## Short task
Give back, unchanged, each line from the one containing "Target: wooden door" through the last line of the entries below.

## Position annotation records
========================

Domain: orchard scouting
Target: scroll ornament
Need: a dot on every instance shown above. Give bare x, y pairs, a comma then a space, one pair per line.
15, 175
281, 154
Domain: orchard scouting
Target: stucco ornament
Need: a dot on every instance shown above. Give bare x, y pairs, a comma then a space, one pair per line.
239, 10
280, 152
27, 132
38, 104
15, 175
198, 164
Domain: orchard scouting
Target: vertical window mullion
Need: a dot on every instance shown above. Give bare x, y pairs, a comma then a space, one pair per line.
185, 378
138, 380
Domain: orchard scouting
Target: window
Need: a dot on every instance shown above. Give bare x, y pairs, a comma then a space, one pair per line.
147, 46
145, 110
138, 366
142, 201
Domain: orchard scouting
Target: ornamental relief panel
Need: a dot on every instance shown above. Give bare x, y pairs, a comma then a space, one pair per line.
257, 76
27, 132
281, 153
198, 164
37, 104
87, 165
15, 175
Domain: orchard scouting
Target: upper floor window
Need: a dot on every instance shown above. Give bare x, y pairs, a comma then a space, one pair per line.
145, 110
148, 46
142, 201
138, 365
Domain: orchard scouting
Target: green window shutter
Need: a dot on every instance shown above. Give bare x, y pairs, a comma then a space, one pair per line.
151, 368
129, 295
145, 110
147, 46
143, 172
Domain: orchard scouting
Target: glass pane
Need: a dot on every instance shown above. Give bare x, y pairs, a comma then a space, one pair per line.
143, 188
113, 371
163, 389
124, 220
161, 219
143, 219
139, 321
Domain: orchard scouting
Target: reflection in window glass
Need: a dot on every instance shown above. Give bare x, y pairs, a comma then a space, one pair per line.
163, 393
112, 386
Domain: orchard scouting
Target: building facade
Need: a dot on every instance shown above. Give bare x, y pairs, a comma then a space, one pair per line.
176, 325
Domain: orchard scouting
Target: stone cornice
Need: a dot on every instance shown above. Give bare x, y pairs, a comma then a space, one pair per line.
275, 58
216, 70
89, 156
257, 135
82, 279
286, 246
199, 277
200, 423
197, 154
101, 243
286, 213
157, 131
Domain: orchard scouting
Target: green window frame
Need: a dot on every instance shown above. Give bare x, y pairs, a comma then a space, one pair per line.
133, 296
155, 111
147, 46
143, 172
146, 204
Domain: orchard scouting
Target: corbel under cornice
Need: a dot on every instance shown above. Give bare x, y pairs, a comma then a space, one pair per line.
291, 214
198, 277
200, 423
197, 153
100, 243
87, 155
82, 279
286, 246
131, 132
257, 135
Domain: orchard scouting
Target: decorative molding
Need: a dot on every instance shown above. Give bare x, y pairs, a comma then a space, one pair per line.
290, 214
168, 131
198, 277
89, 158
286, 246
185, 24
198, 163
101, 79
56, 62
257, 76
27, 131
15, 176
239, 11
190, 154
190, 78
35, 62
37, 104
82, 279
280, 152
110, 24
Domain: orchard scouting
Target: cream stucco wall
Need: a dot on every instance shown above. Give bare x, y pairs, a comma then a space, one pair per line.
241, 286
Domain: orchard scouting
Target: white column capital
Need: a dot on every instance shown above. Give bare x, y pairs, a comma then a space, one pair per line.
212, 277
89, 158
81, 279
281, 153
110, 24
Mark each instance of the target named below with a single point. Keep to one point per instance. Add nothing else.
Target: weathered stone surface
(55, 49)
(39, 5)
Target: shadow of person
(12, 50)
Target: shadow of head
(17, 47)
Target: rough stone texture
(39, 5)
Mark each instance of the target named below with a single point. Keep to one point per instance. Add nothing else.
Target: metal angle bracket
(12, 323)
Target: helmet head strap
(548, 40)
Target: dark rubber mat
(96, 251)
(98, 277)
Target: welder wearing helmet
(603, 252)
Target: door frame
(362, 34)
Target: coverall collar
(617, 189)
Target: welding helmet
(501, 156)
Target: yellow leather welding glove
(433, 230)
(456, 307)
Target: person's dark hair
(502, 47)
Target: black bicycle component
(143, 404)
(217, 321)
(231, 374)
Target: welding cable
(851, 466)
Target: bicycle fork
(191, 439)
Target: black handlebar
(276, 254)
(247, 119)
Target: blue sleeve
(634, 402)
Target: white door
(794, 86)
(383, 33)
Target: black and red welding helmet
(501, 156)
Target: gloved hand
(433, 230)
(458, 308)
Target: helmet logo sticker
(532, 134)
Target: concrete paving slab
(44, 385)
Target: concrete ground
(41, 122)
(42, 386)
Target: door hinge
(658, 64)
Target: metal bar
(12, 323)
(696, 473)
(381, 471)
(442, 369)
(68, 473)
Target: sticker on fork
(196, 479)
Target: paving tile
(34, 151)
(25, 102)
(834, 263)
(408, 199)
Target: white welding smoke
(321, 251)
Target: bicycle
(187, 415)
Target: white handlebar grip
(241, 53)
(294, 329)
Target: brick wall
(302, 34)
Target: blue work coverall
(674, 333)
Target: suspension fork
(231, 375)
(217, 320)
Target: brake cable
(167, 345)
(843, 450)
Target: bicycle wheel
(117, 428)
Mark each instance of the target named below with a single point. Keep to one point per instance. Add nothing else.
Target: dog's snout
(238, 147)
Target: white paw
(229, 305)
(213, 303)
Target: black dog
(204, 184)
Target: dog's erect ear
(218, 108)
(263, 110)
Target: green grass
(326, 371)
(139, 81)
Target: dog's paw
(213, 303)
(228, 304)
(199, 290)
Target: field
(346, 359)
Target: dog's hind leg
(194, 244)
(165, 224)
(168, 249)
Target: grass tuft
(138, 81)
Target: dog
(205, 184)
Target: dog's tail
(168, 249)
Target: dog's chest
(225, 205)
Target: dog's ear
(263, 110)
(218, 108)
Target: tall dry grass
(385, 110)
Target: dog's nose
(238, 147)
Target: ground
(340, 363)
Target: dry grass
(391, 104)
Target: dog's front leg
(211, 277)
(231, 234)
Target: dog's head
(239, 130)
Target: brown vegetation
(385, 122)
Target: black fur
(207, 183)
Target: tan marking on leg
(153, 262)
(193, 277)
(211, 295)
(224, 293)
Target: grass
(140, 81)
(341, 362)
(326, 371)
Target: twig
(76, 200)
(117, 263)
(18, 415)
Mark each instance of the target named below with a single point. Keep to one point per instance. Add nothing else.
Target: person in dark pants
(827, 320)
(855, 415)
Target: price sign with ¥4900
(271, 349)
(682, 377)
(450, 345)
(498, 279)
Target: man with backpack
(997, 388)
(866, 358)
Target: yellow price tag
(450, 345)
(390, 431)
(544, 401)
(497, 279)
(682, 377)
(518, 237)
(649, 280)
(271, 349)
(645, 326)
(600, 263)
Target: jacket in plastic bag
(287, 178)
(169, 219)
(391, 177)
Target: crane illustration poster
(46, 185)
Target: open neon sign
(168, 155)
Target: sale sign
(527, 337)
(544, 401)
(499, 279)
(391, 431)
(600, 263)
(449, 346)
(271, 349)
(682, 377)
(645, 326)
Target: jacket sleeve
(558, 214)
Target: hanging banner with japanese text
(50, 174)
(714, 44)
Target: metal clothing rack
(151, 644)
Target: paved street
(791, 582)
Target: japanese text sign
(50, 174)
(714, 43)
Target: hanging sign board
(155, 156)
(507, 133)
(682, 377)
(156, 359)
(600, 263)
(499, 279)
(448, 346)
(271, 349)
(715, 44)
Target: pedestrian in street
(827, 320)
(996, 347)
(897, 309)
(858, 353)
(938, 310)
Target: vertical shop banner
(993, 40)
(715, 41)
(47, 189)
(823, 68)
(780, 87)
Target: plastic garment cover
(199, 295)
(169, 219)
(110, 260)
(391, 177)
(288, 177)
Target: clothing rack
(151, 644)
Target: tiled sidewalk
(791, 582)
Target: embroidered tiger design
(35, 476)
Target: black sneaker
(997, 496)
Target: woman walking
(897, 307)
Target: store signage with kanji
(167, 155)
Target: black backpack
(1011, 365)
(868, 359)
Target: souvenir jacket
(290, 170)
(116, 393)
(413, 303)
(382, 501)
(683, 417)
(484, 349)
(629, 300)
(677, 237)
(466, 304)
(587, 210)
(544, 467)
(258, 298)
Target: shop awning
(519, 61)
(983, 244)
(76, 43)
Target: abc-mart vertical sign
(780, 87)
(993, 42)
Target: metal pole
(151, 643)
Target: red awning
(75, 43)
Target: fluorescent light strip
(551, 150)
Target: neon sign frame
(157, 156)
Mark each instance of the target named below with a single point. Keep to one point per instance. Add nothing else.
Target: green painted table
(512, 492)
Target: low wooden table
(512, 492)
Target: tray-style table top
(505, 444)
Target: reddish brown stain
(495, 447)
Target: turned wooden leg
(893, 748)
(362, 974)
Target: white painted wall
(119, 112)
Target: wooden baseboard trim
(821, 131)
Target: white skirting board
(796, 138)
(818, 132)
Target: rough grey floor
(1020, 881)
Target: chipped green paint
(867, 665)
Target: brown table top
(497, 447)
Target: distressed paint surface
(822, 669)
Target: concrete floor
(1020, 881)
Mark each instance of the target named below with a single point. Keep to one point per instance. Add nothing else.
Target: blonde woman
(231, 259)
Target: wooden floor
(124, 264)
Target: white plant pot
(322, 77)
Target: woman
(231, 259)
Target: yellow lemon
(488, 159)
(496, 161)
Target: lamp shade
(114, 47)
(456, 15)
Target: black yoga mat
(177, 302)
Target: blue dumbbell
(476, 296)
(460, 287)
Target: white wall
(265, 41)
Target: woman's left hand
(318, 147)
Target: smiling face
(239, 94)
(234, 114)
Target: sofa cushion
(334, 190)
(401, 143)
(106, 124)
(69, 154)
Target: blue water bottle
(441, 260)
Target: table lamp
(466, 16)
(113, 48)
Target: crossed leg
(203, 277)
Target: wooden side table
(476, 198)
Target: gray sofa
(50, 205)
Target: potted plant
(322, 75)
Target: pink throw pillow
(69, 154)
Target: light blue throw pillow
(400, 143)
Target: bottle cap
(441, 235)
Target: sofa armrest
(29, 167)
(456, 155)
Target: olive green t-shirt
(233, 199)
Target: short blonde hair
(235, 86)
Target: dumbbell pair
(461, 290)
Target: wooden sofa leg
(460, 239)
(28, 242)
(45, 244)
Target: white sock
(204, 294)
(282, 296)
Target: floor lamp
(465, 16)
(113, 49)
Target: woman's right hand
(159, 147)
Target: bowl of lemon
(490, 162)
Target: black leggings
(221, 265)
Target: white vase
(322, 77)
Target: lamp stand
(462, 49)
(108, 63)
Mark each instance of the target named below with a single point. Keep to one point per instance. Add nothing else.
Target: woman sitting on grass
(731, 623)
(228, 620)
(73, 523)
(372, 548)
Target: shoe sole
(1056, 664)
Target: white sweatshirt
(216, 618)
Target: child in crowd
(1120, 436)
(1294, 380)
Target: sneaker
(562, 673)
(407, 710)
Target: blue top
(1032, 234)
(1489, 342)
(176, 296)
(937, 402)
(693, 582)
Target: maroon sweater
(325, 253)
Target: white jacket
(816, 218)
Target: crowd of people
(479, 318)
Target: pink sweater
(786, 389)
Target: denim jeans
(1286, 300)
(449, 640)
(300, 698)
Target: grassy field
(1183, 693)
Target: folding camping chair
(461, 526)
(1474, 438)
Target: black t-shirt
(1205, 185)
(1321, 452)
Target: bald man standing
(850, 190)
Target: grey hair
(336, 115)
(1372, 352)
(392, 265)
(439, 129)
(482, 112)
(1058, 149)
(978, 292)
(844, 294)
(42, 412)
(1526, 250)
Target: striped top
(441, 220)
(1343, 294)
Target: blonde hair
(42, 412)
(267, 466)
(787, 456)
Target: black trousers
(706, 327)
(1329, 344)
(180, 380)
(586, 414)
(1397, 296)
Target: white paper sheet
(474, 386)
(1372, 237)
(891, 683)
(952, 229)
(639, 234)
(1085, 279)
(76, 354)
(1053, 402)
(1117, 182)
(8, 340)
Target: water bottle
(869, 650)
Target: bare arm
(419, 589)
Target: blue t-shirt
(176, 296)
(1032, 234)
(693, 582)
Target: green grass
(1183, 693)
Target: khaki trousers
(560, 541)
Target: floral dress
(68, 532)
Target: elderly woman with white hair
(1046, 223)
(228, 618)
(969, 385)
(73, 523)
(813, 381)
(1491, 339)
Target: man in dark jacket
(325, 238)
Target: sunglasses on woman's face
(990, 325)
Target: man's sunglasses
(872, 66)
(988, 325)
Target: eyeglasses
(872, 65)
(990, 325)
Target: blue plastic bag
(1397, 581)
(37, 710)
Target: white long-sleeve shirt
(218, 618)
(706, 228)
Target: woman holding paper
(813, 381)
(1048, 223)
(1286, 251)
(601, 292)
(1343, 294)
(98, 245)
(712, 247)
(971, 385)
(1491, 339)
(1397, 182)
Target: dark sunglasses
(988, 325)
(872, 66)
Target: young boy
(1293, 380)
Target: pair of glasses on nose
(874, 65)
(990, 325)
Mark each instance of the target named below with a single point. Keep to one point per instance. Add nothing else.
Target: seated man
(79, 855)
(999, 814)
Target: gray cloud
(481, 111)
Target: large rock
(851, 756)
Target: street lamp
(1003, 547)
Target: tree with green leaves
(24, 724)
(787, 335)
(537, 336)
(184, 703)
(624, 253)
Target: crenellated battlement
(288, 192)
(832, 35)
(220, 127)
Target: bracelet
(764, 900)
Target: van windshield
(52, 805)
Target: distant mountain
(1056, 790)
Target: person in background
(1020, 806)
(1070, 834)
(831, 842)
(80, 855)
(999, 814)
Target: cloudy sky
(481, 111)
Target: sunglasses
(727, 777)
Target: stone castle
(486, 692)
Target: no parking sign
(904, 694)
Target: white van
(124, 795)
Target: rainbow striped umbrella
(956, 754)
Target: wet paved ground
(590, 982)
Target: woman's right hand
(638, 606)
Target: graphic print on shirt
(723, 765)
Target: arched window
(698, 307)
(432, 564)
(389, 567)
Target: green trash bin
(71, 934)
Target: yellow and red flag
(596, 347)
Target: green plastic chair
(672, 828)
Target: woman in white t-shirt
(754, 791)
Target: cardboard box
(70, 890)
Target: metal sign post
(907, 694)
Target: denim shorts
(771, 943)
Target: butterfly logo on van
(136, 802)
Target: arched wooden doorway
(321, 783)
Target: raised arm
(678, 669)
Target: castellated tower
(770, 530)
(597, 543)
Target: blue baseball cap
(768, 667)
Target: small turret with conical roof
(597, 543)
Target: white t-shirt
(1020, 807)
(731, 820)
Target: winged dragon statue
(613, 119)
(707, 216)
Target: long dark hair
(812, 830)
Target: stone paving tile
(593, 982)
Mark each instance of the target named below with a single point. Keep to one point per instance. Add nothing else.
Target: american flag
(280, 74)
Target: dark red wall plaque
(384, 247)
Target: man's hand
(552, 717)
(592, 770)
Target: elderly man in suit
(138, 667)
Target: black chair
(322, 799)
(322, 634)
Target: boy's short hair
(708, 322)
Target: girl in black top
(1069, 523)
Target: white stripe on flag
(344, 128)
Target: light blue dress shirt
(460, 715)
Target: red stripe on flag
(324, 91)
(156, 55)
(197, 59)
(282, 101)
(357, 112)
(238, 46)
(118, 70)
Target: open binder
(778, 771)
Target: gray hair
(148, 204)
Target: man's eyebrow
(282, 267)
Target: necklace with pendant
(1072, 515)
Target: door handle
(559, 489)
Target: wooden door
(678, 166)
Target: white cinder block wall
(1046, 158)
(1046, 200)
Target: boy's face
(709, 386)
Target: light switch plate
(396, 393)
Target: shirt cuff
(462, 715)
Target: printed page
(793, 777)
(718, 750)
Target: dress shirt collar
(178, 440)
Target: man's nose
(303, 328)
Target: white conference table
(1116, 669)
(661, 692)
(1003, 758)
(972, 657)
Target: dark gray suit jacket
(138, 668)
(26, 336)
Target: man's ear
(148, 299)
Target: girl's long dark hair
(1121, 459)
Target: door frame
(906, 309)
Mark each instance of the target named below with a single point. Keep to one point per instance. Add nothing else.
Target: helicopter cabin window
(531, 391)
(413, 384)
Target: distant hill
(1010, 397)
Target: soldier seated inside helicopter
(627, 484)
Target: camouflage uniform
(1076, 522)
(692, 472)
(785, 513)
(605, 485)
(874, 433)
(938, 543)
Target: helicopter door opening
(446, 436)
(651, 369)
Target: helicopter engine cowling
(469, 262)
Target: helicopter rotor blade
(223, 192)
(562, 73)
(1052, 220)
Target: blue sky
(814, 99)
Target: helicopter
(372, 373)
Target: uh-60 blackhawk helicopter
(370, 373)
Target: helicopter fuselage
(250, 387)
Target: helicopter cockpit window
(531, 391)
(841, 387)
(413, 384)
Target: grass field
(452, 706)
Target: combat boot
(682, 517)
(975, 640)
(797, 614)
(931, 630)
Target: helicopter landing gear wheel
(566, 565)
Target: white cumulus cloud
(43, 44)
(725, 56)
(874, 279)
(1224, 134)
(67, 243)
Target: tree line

========================

## Result for this task
Target: wooden door
(678, 166)
Target: white cinder block wall
(1046, 158)
(1046, 200)
Target: boy's face
(709, 386)
Target: light switch plate
(396, 393)
Target: shirt cuff
(462, 715)
Target: printed page
(793, 777)
(718, 750)
Target: dress shirt collar
(178, 440)
Target: man's nose
(303, 328)
Target: white conference table
(1116, 669)
(661, 692)
(1003, 758)
(972, 657)
Target: dark gray suit jacket
(138, 668)
(26, 336)
Target: man's ear
(148, 299)
Target: girl's long dark hair
(1121, 459)
Target: door frame
(906, 309)
Mark each instance of the target named below with a single point. Keep to one point per instance. Add nothing else.
Target: helicopter cabin window
(531, 391)
(413, 384)
Target: distant hill
(1010, 397)
Target: soldier seated inside helicopter
(627, 484)
Target: camouflage uniform
(1076, 522)
(692, 472)
(785, 513)
(605, 485)
(874, 433)
(938, 543)
Target: helicopter door opening
(446, 436)
(651, 369)
Target: helicopter engine cowling
(469, 262)
Target: helicopter rotor blade
(223, 192)
(562, 73)
(1052, 220)
Target: blue sky
(814, 99)
Target: helicopter
(372, 373)
Target: uh-60 blackhawk helicopter
(370, 373)
Target: helicopter fuselage
(250, 387)
Target: helicopter cockpit window
(531, 391)
(841, 387)
(413, 384)
Target: grass field
(452, 706)
Target: combat boot
(682, 517)
(975, 640)
(797, 614)
(931, 630)
Target: helicopter landing gear wheel
(566, 565)
Target: white cumulus cloud
(43, 44)
(725, 56)
(874, 279)
(1224, 134)
(67, 243)
Target: tree line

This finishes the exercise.